What you have to do:
An exact reproduction of every record is required.

Given data:
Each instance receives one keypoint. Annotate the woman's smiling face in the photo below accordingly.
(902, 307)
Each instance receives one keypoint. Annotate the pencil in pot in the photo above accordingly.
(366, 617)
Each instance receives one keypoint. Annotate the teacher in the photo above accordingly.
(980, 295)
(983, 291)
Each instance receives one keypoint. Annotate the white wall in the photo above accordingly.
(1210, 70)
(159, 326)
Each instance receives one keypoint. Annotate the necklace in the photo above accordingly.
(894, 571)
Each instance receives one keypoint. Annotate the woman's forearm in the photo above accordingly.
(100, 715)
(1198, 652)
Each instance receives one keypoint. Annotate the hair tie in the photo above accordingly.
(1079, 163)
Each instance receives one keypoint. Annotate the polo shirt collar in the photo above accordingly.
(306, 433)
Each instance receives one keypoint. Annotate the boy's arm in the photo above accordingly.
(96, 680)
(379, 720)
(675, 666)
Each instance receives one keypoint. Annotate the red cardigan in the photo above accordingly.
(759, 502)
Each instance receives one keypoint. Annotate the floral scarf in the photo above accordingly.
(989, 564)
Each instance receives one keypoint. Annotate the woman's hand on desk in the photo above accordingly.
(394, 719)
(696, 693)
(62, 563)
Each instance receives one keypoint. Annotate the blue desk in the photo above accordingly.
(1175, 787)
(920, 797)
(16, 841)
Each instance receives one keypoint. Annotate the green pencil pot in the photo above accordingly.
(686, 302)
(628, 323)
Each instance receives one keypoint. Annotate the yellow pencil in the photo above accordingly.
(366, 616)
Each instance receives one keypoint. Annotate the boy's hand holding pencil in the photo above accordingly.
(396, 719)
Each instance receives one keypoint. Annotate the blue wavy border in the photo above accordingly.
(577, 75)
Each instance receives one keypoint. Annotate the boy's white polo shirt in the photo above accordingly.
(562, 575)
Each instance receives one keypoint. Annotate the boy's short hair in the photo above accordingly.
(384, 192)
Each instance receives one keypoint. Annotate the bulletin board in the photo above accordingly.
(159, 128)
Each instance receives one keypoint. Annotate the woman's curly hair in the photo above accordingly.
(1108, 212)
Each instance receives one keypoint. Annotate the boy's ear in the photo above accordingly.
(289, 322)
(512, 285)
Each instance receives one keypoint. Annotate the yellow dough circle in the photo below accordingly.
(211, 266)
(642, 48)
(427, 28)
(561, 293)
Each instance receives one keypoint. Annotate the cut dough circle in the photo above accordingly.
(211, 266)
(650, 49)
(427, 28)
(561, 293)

Finished task:
Each instance receives one keypoint. Annotate the woman's smiling face in the photo below accordingly.
(902, 307)
Each instance receives one keypoint. Annotate the pencil in pot in the photo above accordingly.
(366, 617)
Each instance receives one keypoint. Annotate the teacher in the photo above accordingly.
(980, 295)
(983, 291)
Each instance receives one keypoint. Annotate the white wall in the photo above accordingly.
(1210, 70)
(159, 326)
Each instance receives one keypoint. Annotate the necklace in the photo above accordingly.
(894, 571)
Each instance receives one keypoint. Annotate the woman's forearm in the photo above accordingly.
(100, 715)
(1198, 652)
Each instance receives one keypoint. Annotate the hair tie in the photo above accordingly.
(1079, 163)
Each instance receives one keypoint. Annotate the polo shirt collar in the photo above accordingly.
(306, 433)
Each instance receives one keypoint. Annotate the boy's arm in the photo above accordingly.
(96, 680)
(379, 720)
(675, 666)
Each instance receives one keypoint. Annotate the red cardigan in the photo above accordingly.
(759, 502)
Each instance receives one keypoint. Annotate the floral scarf in the photo above accordingly.
(989, 564)
Each instance receives one keypoint. Annotate the woman's hand on desk in the photo above accordingly.
(394, 719)
(696, 693)
(62, 563)
Each instance receives one keypoint. Annotate the blue desk in the photo above accordingly.
(1175, 787)
(920, 797)
(16, 841)
Each instance receives one keypoint. Annotate the green pencil pot in the photo above accordingly.
(686, 302)
(628, 323)
Each instance receives one keypoint. Annotate the yellow pencil in the photo above accordingly.
(366, 616)
Each instance receives one keypoint. Annotate the boy's hand holding pencil in the photo above accordingly.
(396, 719)
Each instance receives one keypoint. Annotate the blue wavy border in the photo above accordingly.
(577, 75)
Each instance receives one keypoint. Annotate the boy's white polo shirt in the photo above accordingly.
(562, 575)
Each instance receives one keypoint. Annotate the boy's short hair in the photo above accordingly.
(384, 192)
Each instance receives one keypoint. Annotate the bulletin board in the photo above accordingly.
(159, 128)
Each instance receives one keypoint. Annotate the woman's curly hair in the photo above accordingly.
(1108, 212)
Each instance receives one keypoint. Annotate the boy's ear in the photo above accordingly.
(289, 322)
(512, 285)
Each instance receives one keypoint. Annotate the yellow dough circle in the photo below accordingly.
(211, 266)
(642, 48)
(427, 28)
(561, 293)
Each instance receives one keypoint. Annotate the cut dough circle in the photo above accordingly.
(211, 266)
(650, 49)
(427, 28)
(561, 293)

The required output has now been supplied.